■ **EXPLORE O MATERIAL**
(a) No texto sobre o peronismo, reescreva de forma mais concisa o parágrafo que começa com "Fundado na década de 1940", preservando seus fatos principais.
(b) De acordo com o texto sobre o peronismo, durante quantos dos 40 anos de democracia desde 1983 os peronistas governaram a Argentina?

■ **TEXTO DE LEITURA**
Reconhecendo o desafio, Fernandez convocou uma “mesa redonda” para 16 de fevereiro para definir a estratégia eleitoral da coalizão, com a presença de prefeitos, governadores, representantes de sindicatos e movimentos sociais. Ainda não está claro se os aliados de Kirchner vão aparecer.
Populismo pró-trabalhista
Fundado na década de 1940 pelo presidente Juan Domingo Perón e obtendo destaque internacional graças à sua esposa, Eva, o peronismo é historicamente uma força política pró-trabalhista com tendências populistas que favorecem a intervenção do Estado. Mas também é conhecido por sua flexibilidade.
Reinventando-se continuamente, os peronistas governaram a Argentina por 28 dos 40 anos de democracia desde 1983, enquanto controlavam a maioria das províncias e o Senado durante a maior parte desse tempo.
No entanto, com mais da metade das crianças argentinas de 6 a 17 anos vivendo na pobreza e com a inflação próxima de 100% destruindo o tecido nacional, há sinais de que a adaptabilidade do movimento está muito além de seus limites.
“Nas questões-chave que o peronismo sempre reivindicou como sua bandeira – como salários e poder de compra, ajudando os vulneráveis – ele não conseguiu acompanhar”, disse D’Alessandro.

■ **DADOS APRESENTADOS**
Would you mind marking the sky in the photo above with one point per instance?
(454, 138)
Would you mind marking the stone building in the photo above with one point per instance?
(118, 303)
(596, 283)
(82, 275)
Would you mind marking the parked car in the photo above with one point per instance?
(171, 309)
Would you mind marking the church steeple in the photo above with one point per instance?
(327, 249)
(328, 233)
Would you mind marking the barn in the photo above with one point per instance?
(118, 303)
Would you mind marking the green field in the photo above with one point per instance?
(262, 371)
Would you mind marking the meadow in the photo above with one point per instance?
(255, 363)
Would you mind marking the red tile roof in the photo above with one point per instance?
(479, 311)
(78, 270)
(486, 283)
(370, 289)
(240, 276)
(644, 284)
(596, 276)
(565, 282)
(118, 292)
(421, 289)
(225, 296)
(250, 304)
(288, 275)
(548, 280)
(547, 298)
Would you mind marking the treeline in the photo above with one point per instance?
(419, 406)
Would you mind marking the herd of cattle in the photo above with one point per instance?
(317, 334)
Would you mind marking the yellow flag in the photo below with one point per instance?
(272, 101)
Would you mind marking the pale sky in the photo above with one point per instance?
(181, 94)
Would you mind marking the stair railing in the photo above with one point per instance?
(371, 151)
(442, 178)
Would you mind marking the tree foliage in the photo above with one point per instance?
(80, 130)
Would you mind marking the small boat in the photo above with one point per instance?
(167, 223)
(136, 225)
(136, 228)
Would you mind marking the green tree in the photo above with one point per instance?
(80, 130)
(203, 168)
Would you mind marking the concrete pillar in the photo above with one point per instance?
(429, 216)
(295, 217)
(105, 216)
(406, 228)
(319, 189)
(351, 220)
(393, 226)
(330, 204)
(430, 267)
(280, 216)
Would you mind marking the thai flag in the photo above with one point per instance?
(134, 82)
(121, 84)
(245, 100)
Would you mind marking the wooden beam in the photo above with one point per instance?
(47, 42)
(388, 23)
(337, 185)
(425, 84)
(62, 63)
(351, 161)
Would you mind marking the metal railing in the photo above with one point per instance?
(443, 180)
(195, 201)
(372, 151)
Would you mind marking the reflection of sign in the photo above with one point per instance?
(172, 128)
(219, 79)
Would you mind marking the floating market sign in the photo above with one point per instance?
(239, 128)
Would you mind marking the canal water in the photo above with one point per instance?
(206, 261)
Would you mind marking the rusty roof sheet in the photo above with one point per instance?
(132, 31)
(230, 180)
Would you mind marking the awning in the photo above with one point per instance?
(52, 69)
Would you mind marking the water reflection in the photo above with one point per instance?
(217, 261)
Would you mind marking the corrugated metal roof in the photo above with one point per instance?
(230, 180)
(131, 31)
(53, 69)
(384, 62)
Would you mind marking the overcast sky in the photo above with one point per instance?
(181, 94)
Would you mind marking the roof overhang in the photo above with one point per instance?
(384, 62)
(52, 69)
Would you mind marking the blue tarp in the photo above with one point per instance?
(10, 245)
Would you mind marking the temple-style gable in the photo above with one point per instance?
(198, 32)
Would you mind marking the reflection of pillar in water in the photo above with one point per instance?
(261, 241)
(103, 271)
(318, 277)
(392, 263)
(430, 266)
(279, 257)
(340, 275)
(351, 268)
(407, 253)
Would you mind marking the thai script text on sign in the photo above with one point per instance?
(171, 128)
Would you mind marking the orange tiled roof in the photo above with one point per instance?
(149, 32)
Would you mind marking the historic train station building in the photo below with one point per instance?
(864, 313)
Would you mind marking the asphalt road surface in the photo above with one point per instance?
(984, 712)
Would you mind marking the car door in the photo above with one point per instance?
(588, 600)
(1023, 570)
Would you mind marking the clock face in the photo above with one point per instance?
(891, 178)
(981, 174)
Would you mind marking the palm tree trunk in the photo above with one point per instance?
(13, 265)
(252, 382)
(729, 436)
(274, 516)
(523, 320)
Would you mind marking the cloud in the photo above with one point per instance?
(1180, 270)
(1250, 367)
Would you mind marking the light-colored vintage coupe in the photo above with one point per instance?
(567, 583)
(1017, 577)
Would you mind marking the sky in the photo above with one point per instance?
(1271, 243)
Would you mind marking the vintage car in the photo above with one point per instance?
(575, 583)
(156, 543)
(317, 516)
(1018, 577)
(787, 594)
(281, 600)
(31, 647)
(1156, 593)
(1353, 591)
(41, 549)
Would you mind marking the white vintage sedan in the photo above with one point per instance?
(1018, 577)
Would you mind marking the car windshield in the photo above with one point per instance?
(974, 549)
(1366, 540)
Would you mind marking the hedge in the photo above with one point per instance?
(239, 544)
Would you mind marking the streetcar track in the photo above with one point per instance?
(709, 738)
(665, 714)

■ **SOLUÇÕES POR TAREFA**
(a) Criado por Juan Domingo Perón na década de 1940 e projetado internacionalmente por sua esposa, Eva, o peronismo é uma força pró-trabalhista e populista que favorece a intervenção do Estado, conhecida também por sua flexibilidade.

(b) Durante 28 anos.